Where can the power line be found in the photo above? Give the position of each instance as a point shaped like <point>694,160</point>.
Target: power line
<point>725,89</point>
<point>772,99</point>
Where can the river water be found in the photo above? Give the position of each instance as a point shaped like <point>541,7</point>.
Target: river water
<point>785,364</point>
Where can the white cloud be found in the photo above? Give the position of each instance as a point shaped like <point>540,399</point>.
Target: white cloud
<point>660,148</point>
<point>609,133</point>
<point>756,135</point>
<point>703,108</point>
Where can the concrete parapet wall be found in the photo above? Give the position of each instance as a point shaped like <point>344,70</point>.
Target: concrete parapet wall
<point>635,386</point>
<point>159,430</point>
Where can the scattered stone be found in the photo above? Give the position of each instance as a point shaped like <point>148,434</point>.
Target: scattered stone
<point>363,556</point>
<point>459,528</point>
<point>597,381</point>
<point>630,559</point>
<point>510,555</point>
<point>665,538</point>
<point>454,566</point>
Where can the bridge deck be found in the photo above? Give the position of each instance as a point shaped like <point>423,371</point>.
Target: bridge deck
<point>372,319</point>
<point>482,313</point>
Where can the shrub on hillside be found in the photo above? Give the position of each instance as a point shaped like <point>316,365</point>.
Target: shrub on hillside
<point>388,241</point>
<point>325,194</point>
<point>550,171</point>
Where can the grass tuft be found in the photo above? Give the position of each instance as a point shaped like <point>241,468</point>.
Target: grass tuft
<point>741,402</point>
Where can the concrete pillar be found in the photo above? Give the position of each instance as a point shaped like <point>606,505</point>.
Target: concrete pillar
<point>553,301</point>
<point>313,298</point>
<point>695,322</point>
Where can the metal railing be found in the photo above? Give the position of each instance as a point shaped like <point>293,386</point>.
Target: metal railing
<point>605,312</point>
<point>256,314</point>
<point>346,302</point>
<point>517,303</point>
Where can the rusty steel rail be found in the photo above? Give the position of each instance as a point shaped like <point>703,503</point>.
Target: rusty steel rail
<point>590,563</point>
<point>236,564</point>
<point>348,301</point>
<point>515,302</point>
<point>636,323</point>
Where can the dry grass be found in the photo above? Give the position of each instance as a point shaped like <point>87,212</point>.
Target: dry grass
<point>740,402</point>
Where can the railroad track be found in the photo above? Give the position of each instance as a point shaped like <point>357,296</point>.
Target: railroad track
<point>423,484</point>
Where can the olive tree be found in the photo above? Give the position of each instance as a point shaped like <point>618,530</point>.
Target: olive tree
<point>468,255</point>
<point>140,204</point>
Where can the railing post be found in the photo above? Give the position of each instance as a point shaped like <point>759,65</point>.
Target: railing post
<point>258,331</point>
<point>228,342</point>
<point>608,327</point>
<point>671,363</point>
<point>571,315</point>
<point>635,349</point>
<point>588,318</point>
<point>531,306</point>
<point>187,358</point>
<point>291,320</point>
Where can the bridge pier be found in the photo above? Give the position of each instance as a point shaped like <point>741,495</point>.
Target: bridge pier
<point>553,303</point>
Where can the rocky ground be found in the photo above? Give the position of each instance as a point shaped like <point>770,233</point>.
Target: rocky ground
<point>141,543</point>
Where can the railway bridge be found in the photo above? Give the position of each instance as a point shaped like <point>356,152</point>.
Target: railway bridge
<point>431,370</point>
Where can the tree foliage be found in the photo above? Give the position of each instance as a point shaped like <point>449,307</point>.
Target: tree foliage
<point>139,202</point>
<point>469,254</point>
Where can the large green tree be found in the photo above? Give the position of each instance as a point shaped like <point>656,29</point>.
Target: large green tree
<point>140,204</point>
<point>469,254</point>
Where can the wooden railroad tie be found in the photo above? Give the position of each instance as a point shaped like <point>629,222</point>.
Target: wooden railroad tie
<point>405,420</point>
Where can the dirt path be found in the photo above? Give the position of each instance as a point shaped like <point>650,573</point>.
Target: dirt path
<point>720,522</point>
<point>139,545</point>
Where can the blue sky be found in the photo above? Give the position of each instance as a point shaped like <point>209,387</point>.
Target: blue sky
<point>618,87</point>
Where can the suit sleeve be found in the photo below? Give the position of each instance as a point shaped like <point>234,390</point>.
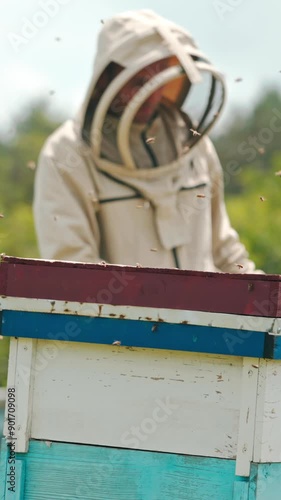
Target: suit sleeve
<point>64,212</point>
<point>229,254</point>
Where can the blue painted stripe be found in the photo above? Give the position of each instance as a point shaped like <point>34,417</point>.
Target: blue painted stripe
<point>67,472</point>
<point>133,333</point>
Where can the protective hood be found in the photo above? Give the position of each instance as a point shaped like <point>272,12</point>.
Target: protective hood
<point>134,40</point>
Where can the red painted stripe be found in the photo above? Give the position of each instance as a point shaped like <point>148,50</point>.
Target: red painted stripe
<point>257,295</point>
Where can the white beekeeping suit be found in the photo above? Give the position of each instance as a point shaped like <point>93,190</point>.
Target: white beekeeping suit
<point>105,191</point>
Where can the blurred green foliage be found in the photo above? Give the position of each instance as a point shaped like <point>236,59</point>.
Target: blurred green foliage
<point>250,156</point>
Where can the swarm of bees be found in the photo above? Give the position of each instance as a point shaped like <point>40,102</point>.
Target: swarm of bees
<point>194,132</point>
<point>150,140</point>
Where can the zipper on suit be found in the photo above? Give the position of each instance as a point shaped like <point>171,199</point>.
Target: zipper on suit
<point>175,254</point>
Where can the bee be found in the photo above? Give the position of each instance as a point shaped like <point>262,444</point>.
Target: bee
<point>239,266</point>
<point>31,164</point>
<point>150,140</point>
<point>194,132</point>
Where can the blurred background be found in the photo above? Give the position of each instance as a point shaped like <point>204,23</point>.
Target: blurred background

■ TO DO: Out of the records above, return only the lines from the one with "Where can the blue sky" through the one with "Where can the bee", exactly, and none of the pictures.

■ RESPONSE AREA:
Where can the blue sky be found in the photo above? Give the position of each instance as a point shaped like <point>209,387</point>.
Target: blue sky
<point>618,87</point>
Where can the suit sleeve be found in the photo below? Give the position of each instance as a point shaped like <point>234,390</point>.
Target: suit sleeve
<point>64,212</point>
<point>229,254</point>
Where can the blue painted stripe be found in the photo above? Give the position of each instance as a point shaped like <point>34,417</point>.
Target: blue painted stripe
<point>67,472</point>
<point>133,333</point>
Where can the protective hood be found in the photo above? Give the position of each instance as a point shaped like <point>272,12</point>.
Target: protective hood
<point>134,40</point>
Where can the red painted stripe be found in the photo above? Give the position of each instance as a point shaped like <point>148,50</point>.
Target: red painted stripe
<point>257,295</point>
Where can the white beekeeping suit be found in the photo above? Give the position of each instance as a point shaped like <point>93,190</point>.
Target: white beekeeping suit
<point>105,191</point>
Where can the blurred green foliage be found in the photo above? Give the position of each instance as a point shaped like <point>236,59</point>.
Target: blurred green foliage
<point>250,156</point>
Where can the swarm of bees be found in the photo above? Give the position of each instance as a point shaped like <point>40,102</point>.
Target: swarm of bees
<point>194,132</point>
<point>150,140</point>
Where can the zipper on suit be found in the photo above? Give the position of each instance as a point shaped like <point>171,199</point>.
Target: zipper on suit
<point>175,254</point>
Where can the bee be found in the photo above? Give the position of each instance as a point shaped like <point>262,444</point>.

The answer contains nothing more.